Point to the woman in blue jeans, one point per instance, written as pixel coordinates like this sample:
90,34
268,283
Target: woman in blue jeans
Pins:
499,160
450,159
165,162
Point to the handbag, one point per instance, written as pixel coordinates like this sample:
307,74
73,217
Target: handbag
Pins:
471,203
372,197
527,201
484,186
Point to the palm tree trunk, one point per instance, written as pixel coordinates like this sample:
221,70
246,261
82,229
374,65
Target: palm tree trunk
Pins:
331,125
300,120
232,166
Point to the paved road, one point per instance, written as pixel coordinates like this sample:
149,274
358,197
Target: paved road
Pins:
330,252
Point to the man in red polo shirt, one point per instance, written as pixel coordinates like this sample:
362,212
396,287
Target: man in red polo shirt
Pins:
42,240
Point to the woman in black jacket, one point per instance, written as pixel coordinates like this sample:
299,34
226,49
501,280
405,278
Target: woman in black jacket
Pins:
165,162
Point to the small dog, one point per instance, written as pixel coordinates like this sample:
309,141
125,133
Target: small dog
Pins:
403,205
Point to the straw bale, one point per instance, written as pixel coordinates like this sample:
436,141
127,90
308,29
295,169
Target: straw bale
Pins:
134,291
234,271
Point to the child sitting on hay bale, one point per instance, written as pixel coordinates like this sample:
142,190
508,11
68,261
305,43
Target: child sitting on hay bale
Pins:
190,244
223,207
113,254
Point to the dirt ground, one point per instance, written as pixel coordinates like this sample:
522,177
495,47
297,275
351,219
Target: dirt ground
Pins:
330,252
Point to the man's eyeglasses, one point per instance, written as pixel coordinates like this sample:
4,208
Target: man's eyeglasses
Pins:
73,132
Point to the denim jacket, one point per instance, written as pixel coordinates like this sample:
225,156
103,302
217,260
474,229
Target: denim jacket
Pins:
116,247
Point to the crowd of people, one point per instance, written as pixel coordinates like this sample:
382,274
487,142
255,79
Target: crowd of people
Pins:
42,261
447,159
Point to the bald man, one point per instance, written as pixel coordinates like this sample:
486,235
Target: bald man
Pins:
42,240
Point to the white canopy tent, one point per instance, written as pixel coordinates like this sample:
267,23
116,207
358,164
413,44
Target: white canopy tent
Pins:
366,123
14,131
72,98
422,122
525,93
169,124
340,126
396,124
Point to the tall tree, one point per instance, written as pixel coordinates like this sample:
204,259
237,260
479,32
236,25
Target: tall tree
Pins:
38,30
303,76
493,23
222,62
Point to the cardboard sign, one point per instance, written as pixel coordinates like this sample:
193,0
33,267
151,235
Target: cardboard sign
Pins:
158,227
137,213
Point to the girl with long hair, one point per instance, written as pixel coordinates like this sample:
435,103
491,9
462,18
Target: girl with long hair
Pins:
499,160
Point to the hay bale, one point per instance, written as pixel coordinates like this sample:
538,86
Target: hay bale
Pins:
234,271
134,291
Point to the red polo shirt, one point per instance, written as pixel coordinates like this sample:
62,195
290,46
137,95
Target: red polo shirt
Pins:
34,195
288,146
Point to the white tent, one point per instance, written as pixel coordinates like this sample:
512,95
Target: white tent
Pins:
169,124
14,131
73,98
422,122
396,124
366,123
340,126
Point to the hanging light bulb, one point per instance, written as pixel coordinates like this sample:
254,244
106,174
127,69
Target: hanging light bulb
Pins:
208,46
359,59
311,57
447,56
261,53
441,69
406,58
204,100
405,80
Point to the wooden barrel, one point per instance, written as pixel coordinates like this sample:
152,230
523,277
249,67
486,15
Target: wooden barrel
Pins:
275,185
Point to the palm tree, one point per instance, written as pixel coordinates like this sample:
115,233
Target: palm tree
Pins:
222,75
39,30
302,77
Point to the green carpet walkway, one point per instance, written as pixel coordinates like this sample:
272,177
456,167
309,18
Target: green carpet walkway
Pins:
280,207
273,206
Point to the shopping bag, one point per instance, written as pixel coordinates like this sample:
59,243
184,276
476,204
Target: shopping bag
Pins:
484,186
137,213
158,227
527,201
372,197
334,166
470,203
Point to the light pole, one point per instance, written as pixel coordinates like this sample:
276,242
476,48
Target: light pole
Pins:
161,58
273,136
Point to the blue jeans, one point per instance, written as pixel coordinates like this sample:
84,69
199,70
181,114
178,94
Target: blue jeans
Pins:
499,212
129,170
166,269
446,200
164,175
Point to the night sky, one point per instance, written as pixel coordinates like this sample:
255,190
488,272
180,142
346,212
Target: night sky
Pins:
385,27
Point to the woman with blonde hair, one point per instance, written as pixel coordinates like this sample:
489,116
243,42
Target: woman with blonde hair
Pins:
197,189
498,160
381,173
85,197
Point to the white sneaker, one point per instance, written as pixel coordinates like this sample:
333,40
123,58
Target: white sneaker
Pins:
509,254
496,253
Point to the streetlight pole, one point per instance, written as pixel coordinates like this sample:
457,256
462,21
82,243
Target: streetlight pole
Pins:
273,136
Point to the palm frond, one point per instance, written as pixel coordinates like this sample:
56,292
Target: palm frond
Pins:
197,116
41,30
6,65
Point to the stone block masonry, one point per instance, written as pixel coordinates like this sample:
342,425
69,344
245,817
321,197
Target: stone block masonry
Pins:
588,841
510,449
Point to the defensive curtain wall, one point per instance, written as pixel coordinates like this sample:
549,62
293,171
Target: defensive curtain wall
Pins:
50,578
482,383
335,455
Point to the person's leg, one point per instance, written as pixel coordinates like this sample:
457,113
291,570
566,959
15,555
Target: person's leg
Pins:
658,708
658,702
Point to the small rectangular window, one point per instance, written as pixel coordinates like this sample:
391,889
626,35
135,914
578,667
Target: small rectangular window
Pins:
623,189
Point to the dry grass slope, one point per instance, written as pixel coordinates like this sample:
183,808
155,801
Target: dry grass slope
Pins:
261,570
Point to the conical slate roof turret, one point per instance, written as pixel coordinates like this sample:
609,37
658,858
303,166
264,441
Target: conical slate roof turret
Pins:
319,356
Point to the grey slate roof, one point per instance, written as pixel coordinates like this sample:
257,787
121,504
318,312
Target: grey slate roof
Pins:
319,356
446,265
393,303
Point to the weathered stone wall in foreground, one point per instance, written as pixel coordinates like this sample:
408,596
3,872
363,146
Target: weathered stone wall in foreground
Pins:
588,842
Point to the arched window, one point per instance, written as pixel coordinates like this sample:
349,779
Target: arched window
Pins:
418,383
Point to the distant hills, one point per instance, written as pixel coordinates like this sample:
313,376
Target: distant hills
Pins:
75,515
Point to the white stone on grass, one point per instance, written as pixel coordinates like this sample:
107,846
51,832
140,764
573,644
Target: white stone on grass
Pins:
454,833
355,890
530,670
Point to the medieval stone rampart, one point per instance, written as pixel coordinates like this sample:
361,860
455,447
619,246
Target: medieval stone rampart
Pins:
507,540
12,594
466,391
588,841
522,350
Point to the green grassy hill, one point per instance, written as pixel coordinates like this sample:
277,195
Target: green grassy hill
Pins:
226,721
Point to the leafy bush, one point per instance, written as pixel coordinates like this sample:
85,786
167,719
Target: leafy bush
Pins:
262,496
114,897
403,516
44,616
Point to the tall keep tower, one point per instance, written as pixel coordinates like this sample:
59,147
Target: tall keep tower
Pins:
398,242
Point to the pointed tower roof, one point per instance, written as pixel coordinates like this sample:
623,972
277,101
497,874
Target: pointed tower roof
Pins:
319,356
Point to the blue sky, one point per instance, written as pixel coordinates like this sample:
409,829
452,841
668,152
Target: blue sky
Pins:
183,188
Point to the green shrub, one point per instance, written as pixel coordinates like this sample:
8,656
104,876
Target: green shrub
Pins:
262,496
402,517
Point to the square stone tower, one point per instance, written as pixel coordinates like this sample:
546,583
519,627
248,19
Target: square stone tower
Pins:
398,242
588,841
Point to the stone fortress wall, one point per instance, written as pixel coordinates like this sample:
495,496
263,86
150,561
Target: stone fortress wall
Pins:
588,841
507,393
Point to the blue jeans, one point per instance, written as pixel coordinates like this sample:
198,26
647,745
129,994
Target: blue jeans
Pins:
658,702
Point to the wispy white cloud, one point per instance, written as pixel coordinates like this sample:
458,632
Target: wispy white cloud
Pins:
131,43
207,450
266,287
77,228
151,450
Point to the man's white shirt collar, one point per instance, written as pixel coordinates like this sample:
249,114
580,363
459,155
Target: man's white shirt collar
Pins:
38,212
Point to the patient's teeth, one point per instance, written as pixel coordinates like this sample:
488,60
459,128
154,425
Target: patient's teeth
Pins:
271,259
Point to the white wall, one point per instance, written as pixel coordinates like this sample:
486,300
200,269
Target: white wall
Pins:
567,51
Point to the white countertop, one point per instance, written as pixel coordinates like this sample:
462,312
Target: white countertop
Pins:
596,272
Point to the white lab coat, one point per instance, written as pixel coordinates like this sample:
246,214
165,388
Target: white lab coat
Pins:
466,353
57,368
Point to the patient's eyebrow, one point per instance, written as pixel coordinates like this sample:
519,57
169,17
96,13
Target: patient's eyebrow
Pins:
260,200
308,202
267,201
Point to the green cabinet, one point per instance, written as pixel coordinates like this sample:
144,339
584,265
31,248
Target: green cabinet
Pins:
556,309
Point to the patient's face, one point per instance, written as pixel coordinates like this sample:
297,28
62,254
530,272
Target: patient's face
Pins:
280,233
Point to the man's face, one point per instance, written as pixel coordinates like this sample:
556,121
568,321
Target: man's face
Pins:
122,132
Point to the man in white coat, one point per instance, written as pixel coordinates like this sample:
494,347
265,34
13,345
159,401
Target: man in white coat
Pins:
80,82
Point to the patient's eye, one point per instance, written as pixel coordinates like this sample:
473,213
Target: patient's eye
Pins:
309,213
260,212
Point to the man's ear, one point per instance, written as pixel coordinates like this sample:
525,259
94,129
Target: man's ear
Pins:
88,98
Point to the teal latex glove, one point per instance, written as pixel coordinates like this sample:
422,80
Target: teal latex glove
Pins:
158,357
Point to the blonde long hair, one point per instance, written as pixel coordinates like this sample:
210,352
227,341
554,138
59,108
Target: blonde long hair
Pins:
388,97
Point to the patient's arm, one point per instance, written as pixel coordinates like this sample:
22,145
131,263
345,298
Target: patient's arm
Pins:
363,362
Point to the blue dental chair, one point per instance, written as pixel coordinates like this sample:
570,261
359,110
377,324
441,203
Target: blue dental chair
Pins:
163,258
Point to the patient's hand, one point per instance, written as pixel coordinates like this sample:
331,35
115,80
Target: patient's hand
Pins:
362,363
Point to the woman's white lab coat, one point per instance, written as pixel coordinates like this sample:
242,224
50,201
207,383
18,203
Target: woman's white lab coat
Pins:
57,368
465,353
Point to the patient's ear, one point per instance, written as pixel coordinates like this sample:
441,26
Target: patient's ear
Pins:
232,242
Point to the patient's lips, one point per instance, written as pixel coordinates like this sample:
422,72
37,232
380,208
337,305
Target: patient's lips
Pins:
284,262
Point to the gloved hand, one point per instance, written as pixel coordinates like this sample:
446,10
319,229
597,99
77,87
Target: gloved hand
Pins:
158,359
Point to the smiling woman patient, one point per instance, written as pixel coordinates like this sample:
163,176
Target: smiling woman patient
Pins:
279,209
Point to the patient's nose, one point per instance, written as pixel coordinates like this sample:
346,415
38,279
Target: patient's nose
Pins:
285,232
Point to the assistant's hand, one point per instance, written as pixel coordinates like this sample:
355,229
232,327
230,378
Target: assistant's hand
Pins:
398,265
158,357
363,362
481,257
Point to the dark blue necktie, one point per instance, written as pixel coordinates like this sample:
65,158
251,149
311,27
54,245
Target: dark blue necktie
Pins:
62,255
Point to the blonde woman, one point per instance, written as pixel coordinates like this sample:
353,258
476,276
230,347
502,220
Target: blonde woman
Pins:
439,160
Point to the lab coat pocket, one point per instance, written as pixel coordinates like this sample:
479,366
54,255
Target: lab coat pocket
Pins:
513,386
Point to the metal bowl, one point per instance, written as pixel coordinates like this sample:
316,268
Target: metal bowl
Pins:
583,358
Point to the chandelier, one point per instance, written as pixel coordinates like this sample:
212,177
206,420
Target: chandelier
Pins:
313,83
■ ■ ■
» **PROBLEM DESCRIPTION**
Please report every line of the records above that contains the word "nose".

» **WRITTEN REPLY**
Point to the patient's nose, one point per instance, written as pixel coordinates like this sample:
Target: patient's nose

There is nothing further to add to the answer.